Records shown:
--- begin ---

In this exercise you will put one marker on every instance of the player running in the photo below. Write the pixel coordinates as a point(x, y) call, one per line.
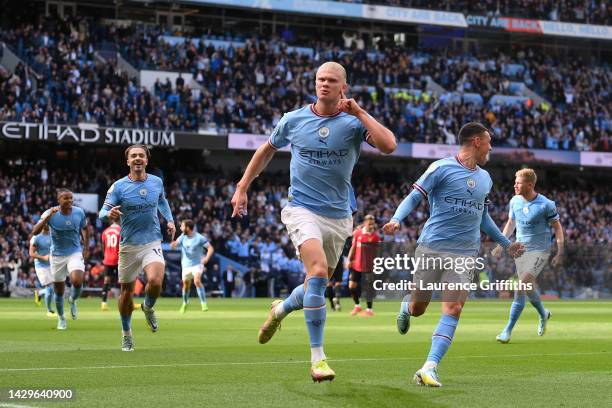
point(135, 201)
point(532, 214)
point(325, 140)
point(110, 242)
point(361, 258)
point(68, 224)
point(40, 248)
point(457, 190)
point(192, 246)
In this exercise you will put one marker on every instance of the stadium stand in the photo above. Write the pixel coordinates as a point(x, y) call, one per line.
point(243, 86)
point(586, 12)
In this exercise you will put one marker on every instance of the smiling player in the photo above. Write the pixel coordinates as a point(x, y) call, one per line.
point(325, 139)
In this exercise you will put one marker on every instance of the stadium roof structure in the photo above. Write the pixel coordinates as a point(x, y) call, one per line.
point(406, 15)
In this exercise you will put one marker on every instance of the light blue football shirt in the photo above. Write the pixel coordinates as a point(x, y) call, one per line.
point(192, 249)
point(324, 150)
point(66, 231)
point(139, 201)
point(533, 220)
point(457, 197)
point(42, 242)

--- end ---
--- begin ---

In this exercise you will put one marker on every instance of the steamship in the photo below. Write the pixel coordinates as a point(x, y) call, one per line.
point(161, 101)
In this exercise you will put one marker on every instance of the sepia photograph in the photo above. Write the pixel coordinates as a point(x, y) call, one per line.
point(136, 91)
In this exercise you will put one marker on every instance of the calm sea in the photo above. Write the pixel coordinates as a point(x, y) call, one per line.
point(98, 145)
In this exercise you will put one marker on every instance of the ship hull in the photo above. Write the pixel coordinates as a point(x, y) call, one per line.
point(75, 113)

--- end ---
--- begin ---

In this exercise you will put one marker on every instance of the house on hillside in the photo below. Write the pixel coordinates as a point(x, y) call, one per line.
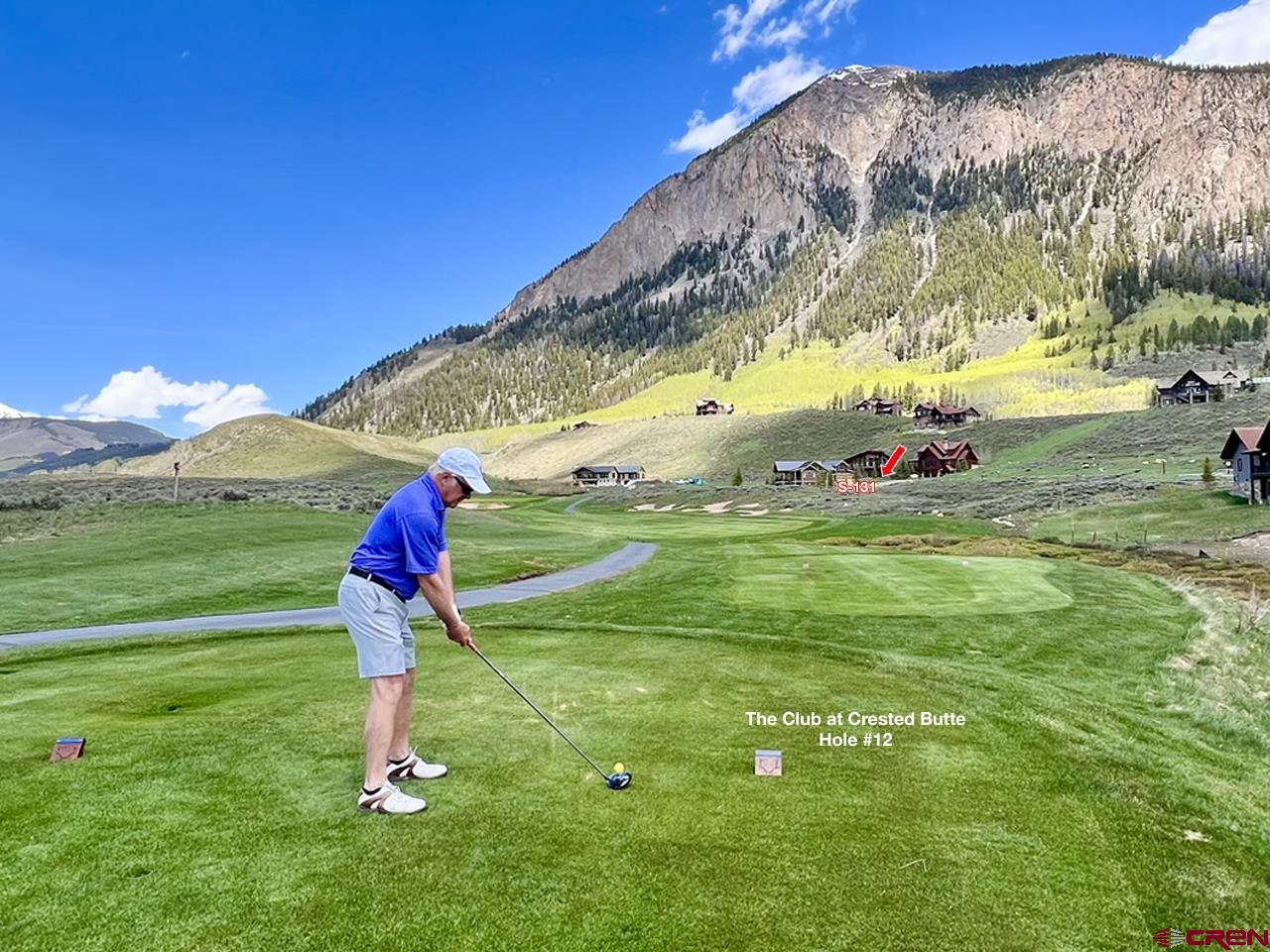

--- end ---

Task description:
Reproduce the records word for word, starting at the line that contains "of the player" and ending at the line that contains "point(325, 139)", with both of those lines included. Leave out any pictures.

Solution for this problem:
In this exercise you will put one marker on every instance of the player running in the photo below. Write the pixel coordinates as a point(x, y) call, one per line.
point(135, 201)
point(532, 214)
point(325, 140)
point(110, 242)
point(361, 258)
point(68, 224)
point(40, 248)
point(457, 190)
point(192, 246)
In this exercise you will put one marker on every instance of the stadium stand in the photo above. Write the pixel coordinates as a point(x, y) call, one per line.
point(243, 86)
point(586, 12)
In this exercise you will put one marker on every instance of the smiling player in the photo above. Write the pixel coordinates as a point(x, y) call, one per line.
point(325, 139)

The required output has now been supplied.